Instruction >> Convert every line of the entries below into a JSON list of strings, one string per line, leaving out blank lines and omitting the pictures.

Recorded information >>
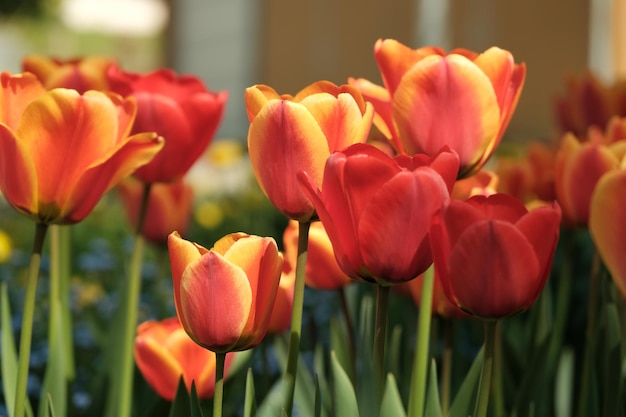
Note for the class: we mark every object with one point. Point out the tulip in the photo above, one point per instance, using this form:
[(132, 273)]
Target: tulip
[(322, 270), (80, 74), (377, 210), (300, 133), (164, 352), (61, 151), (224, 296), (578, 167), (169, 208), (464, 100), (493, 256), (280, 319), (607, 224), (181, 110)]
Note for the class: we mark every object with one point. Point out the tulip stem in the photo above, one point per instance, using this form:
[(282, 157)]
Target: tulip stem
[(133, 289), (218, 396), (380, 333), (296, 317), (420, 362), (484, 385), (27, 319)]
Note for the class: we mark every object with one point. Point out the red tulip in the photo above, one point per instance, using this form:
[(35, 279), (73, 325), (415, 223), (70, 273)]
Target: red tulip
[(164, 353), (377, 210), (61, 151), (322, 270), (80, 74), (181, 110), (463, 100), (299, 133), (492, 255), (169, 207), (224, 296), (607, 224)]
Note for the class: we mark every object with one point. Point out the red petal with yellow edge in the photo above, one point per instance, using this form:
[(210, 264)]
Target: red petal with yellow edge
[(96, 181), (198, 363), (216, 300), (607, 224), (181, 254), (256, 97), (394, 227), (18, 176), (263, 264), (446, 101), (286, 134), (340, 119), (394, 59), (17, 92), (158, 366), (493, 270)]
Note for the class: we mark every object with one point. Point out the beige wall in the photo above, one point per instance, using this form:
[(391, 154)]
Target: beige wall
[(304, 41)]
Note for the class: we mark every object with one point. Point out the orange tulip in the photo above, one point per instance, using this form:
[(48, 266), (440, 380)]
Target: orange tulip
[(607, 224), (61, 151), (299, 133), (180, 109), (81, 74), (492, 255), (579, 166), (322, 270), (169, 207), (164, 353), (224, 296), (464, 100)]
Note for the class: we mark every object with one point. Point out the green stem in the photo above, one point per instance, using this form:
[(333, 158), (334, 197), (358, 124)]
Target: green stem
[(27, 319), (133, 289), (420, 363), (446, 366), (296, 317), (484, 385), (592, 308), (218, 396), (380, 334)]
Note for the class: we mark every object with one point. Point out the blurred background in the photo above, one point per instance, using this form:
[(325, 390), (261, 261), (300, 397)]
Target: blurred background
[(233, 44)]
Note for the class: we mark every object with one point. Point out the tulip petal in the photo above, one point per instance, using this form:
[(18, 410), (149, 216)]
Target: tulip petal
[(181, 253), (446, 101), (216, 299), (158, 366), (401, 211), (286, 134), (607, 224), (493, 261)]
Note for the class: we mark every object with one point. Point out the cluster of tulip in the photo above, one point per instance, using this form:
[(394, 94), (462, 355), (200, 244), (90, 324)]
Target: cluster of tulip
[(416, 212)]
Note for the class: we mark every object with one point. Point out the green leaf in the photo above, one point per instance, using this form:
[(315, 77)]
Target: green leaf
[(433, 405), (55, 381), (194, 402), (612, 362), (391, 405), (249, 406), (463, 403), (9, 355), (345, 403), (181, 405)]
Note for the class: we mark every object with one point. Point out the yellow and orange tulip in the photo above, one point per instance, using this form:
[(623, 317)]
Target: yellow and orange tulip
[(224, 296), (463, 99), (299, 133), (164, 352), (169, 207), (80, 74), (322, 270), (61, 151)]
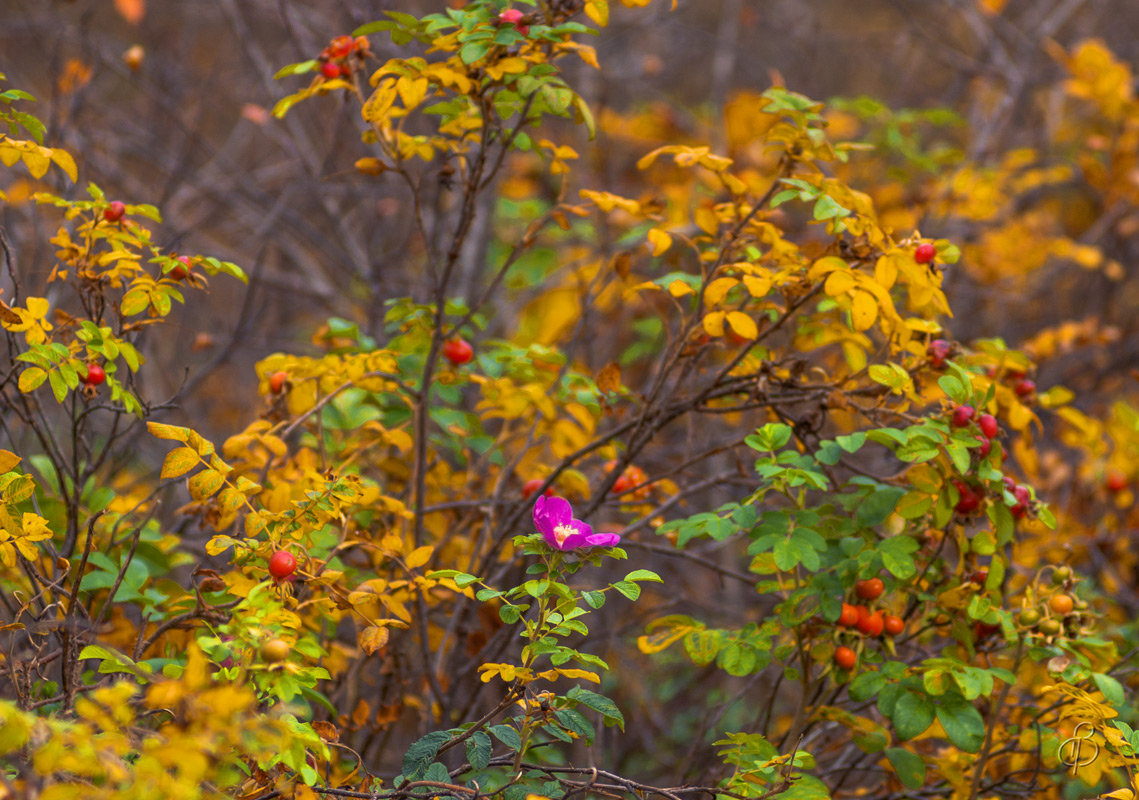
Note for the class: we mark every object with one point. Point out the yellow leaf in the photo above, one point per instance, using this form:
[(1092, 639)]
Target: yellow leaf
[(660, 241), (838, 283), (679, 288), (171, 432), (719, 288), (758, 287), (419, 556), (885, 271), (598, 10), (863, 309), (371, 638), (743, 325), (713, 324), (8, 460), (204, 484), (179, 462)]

Full response >>
[
  "Note for the class: we mark every object with one point. Point out the tulip in the photo above, one point per instance, using this form:",
  "[(132, 273)]",
  "Target: tulip",
  "[(322, 270), (80, 74), (377, 210), (300, 133), (164, 352), (61, 151), (224, 296), (578, 167), (169, 208), (464, 100), (493, 256), (280, 319), (607, 224), (181, 110)]",
  "Note for the class: we mark every object with one point. Point out the tulip stem in the photo above, one point per instance, using this form:",
  "[(282, 157)]",
  "Target: tulip stem",
  "[(133, 289), (218, 396), (380, 333), (296, 317), (420, 362), (484, 385), (27, 319)]",
  "Note for the class: we mark every object with one point. Point out the red tulip in the photo above, one point per instance, using this form:",
  "[(35, 279), (73, 325), (415, 223), (70, 273)]",
  "Target: red tulip",
  "[(164, 353), (377, 210), (61, 151), (322, 270), (80, 74), (181, 110), (463, 100), (299, 133), (492, 255), (169, 207), (224, 296), (607, 224)]",
  "Note for the class: we mark every object with one point. Point out the red petal with yellow edge in the photo above, one point per instance, using this form:",
  "[(210, 264)]",
  "Target: red petal with yellow edge",
  "[(96, 181), (198, 363), (216, 300), (607, 224), (181, 254), (256, 97), (394, 227), (18, 176), (263, 264), (446, 101), (286, 134), (340, 119), (394, 59), (17, 92), (158, 366), (493, 270)]",
  "Note for the class: we mark every object with one point. Point out the beige wall in the photo above, one point per instance, using this form:",
  "[(391, 154)]",
  "Target: beige wall",
  "[(304, 41)]",
  "Note for the class: we mark every object with one point. Point out the orange tulip in the photo above, one point per instance, using this form:",
  "[(48, 266), (440, 380)]",
  "Target: orange tulip",
  "[(607, 224), (61, 151), (299, 133), (180, 109), (81, 74), (492, 255), (579, 166), (322, 270), (169, 207), (164, 353), (224, 296), (464, 100)]",
  "Note for the class: we mark every object with one point. Point out the green stem in the photo above, one point per instance, using this form:",
  "[(333, 158), (334, 197), (358, 124)]",
  "Target: green stem",
  "[(27, 319), (133, 289), (420, 363), (446, 366), (296, 317), (484, 385), (592, 308), (218, 396), (380, 334)]",
  "Note for the class: we mark every object with one point. Point out the blurred background in the photo above, one point per instance, using this form:",
  "[(325, 390), (261, 261), (300, 397)]",
  "Target: blurred background",
  "[(233, 44)]",
  "Note for the class: we mark every object with one point. Point out the tulip petal in the photo above, one point per instance, using this form:",
  "[(18, 410), (149, 216)]",
  "Target: tulip petal",
  "[(181, 253), (446, 101), (216, 299), (158, 366), (401, 211), (286, 134), (607, 224), (493, 261)]",
  "Note for the class: we mark every object with one point. Point out the cluster of tulip in the photo above, one point per instance, using this form:",
  "[(394, 94), (462, 355), (200, 244), (90, 324)]",
  "Target: cluster of tulip",
  "[(416, 212)]",
  "Note for the class: we mark every object with one point. Point out the green leaf in the photo above, one point per instance, using this form:",
  "[(315, 77)]",
  "Target: green leaf",
  "[(433, 405), (55, 381), (194, 402), (612, 362), (391, 405), (249, 406), (463, 403), (9, 355), (345, 403), (181, 405)]",
  "Note for the class: we mark every object with one point. Point out the yellow and orange tulip in the photo above, one point per instance, using this form:",
  "[(623, 317)]",
  "Target: yellow and orange tulip",
  "[(224, 296), (463, 99), (299, 133), (164, 352), (169, 207), (80, 74), (322, 270), (61, 151)]",
  "Note for the class: we mark every object with one point. Point out the yellow leaf in the photo above, one point per instance, using this form:",
  "[(1092, 639)]",
  "Target: yellow leaf",
  "[(660, 241), (838, 283), (679, 288), (171, 432), (719, 288), (758, 287), (419, 556), (885, 271), (598, 10), (863, 309), (371, 638), (743, 325), (713, 324), (8, 460), (204, 484), (179, 462)]"
]